- Task statement -
Gather each line of the material below that contains the string "shirt". Matching is case-sensitive.

↓↓↓

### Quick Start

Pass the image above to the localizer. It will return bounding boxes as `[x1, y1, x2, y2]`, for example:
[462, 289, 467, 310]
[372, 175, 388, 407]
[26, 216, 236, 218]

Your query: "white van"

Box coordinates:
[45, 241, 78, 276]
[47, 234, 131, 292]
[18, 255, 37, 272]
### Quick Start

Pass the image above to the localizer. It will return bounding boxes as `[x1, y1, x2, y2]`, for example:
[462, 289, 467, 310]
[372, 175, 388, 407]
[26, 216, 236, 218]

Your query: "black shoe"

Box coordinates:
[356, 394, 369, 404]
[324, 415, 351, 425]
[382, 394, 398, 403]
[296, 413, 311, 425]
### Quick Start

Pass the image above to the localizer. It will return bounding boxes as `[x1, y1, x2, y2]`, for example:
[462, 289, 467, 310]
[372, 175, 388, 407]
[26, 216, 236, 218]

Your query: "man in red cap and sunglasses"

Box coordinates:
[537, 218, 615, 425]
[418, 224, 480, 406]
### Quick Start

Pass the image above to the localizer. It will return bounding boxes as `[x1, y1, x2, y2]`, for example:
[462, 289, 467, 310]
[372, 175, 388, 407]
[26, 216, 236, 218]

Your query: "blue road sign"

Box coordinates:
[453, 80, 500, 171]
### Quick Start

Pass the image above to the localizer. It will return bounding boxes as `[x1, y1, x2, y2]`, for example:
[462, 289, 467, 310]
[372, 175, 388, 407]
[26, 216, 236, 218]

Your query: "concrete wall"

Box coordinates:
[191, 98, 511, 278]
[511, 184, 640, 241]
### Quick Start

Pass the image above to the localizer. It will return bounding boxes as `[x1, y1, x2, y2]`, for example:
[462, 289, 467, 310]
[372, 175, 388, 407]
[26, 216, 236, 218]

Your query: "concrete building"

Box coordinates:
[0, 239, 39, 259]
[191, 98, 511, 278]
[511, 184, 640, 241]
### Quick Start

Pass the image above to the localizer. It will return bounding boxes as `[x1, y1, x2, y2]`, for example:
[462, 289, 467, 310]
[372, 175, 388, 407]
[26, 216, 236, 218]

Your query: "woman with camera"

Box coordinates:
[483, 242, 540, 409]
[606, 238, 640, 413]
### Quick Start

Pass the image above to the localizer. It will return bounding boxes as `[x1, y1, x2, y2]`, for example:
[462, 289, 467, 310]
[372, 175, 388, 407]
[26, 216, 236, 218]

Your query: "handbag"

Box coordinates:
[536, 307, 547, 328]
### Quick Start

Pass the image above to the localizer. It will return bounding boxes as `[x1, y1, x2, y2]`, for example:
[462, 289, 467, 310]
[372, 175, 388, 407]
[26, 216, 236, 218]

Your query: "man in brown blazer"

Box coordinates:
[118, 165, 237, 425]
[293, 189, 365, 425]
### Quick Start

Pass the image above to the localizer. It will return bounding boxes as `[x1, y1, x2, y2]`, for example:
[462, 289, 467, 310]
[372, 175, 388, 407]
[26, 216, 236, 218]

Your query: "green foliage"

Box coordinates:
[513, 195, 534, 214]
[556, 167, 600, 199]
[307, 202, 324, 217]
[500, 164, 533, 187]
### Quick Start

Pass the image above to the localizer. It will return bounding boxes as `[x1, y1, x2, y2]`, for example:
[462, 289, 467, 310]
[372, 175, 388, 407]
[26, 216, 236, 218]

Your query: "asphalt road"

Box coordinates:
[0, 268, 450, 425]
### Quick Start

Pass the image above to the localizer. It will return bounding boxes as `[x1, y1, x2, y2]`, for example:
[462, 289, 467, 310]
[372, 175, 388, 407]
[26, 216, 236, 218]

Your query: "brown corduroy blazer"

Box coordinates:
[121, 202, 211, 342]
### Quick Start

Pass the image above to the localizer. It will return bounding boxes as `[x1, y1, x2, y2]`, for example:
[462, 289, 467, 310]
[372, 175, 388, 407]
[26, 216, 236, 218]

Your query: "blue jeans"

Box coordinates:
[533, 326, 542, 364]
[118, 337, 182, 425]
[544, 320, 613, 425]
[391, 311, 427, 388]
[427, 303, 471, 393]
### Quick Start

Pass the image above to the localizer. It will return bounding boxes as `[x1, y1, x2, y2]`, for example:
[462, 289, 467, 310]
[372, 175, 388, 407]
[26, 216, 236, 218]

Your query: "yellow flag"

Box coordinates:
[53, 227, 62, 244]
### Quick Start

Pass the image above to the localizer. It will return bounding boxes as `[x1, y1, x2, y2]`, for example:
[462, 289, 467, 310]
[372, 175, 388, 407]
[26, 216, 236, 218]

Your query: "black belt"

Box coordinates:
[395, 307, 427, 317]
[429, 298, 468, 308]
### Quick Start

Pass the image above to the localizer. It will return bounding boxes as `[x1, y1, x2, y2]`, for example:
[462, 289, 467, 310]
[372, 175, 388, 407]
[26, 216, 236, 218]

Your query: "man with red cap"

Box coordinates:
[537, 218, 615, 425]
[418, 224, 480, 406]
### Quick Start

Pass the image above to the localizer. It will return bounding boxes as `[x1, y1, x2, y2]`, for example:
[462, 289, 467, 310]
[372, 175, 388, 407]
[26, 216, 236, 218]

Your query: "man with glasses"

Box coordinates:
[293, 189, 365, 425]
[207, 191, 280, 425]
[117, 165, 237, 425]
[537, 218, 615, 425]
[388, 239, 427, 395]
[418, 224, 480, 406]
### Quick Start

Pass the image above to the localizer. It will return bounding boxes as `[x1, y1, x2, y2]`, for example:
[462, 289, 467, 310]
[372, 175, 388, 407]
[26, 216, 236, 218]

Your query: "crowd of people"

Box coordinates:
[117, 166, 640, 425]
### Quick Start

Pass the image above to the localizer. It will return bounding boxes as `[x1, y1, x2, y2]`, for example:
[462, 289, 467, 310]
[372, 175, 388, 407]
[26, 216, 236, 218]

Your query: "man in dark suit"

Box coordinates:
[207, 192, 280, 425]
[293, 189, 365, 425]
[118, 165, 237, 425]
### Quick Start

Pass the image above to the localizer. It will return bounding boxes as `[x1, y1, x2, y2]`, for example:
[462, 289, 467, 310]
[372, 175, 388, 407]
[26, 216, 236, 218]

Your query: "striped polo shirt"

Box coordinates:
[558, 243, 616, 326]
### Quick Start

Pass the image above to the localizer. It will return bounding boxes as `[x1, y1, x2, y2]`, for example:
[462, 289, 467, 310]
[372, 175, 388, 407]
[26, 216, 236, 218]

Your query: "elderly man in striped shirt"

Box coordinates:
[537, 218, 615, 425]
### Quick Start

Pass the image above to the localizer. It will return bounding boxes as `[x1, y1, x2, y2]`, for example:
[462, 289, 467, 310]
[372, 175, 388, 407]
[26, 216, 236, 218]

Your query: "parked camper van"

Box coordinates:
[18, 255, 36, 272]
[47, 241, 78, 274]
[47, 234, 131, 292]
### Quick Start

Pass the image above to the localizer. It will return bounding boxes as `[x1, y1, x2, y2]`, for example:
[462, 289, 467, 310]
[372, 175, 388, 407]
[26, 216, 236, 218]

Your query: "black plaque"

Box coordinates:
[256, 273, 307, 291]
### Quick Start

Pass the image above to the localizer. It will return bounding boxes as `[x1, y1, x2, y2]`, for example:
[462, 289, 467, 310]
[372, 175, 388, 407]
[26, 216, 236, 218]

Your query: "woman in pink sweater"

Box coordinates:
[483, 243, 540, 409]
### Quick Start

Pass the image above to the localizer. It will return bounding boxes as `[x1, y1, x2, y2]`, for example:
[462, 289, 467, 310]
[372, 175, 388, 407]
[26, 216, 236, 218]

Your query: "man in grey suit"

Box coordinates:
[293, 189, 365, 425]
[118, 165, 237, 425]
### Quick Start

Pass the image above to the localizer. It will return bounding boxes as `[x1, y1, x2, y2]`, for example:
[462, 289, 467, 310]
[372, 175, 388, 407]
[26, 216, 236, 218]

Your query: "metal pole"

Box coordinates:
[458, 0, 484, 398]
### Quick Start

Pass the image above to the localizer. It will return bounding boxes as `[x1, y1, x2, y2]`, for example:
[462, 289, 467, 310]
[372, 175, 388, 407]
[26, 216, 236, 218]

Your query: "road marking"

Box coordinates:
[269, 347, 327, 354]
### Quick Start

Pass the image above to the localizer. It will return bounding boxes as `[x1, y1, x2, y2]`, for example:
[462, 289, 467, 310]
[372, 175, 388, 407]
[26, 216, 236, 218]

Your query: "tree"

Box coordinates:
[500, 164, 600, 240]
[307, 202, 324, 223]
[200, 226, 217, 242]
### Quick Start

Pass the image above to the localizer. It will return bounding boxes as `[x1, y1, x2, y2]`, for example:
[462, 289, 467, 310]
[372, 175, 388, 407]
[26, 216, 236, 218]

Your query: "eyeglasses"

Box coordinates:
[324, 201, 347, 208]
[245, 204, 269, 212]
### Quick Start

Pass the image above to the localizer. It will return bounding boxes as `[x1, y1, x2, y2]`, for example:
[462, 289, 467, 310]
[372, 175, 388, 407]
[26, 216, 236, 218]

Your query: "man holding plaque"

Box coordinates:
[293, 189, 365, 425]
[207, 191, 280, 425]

↑↑↑

- Exercise solution -
Your query: "striped polo shirt"
Your query: "elderly man in striped shirt"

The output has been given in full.